**文档**
在 8.0 中，将 lock 单独从 trx_t 中解耦出来。观察 trx_lock_t 的定义。

/** Latching protocol for trx_lock_t::que_state.  trx_lock_t::que_state

 captures the state of the query thread during the execution of a query.

 This is different from a transaction state. The query state of a transaction

 can be updated asynchronously by other threads.  The other threads can be

 system threads, like the timeout monitor thread or user threads executing

 other queries. Another thing to be mindful of is that there is a delay between

 when a query thread is put into LOCK_WAIT state and before it actually starts

 waiting.  Between these two events it is possible that the query thread is

 granted the lock it was waiting for, which implies that the state can be

 changed asynchronously.

 All these operations take place within the context of locking. Therefore state

 changes within the locking code must acquire both the lock mutex and the

 trx->mutex when changing trx->lock.que_state to TRX_QUE_LOCK_WAIT or

 trx->lock.wait_lock to non-NULL but when the lock wait ends it is sufficient

 to only acquire the trx->mutex.

**提取数据**
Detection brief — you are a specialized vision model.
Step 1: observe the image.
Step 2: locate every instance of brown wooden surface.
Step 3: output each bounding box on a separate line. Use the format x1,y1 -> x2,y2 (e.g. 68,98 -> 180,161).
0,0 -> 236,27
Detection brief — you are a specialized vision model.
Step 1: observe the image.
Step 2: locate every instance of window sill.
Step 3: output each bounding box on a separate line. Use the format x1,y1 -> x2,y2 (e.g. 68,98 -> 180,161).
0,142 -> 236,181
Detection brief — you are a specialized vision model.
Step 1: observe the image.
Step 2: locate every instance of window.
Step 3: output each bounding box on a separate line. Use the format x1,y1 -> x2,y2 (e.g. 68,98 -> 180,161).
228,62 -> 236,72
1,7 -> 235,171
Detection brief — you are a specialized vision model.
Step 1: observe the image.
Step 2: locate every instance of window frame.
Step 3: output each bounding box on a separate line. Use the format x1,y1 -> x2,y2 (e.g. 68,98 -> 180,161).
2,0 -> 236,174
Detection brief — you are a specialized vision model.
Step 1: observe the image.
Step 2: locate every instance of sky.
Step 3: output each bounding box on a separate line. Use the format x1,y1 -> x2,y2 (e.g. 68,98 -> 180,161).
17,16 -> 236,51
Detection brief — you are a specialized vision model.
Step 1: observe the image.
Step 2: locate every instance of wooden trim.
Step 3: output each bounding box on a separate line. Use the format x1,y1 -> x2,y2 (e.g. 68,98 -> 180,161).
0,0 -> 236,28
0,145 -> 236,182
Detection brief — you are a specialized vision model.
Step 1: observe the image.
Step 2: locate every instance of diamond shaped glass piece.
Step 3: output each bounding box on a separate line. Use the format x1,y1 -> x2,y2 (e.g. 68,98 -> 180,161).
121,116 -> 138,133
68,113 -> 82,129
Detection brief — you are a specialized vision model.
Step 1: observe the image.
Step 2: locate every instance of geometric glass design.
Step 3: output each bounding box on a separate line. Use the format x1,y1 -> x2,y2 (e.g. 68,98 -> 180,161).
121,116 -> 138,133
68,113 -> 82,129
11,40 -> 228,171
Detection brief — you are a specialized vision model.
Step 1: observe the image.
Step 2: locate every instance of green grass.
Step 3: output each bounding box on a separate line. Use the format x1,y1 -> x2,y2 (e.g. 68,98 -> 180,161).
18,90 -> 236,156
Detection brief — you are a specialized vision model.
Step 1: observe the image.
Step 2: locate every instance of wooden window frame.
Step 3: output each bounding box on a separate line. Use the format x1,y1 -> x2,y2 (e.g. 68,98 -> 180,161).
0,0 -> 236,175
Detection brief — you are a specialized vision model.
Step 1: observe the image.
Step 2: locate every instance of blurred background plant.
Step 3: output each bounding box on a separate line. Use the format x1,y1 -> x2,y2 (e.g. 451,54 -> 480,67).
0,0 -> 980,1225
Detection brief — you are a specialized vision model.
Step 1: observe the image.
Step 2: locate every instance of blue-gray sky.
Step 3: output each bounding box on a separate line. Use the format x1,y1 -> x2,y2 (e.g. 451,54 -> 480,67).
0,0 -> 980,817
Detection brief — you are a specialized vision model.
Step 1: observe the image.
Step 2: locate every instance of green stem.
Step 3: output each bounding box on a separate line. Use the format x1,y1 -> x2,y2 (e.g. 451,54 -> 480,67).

**要求 1**
根据关于 trx_lock_t 的文字，回答下列问题：
(a) 在 8.0 中，从 trx_t 中单独解耦出来的是什么？
(b) 事务的查询状态可以被哪些线程异步更新？
(c) 锁等待结束时，只需获取哪个互斥量？
**要求 2**
继续写这段关于 trx_lock_t 的文字，从最后一句之后接着写下去。

**正确答案 1**
(a) lock。
(b) 系统线程（如超时监控线程），或执行其他查询的用户线程。
(c) trx->mutex。

**正确答案 2**
 To query the state either of the mutexes is sufficient within the locking

 code and no mutex is required when the query thread is no longer waiting. */

/** The locks and state of an active transaction. Protected by

lock_sys->mutex, trx->mutex or both. */

struct trx_lock_t {

  ulint n_active_thrs; /*!< number of active query threads */

  trx_que_t que_state; /*!< valid when trx->state

                       == TRX_STATE_ACTIVE: TRX_QUE_RUNNING,

                       TRX_QUE_LOCK_WAIT, ... */

  lock_t *wait_lock;         /*!< if trx execution state is

                             TRX_QUE_LOCK_WAIT, this points to

                             the lock request, otherwise this is

                             NULL; set to non-NULL when holding

                             both trx->mutex and lock_sys->mutex;

                             set to NULL when holding

                             lock_sys->mutex; readers should

                             hold lock_sys->mutex, except when

                             they are holding trx->mutex and

                             wait_lock==NULL */

  ib_uint64_t deadlock_mark; /*!< A mark field that is initialized

                             to and checked against lock_mark_counter

                             by lock_deadlock_recursive(). */

  bool was_chosen_as_deadlock_victim;

  /*!< when the transaction decides to

  wait for a lock, it sets this to false;

  if another transaction chooses this

  transaction as a victim in deadlock

  resolution, it sets this to true.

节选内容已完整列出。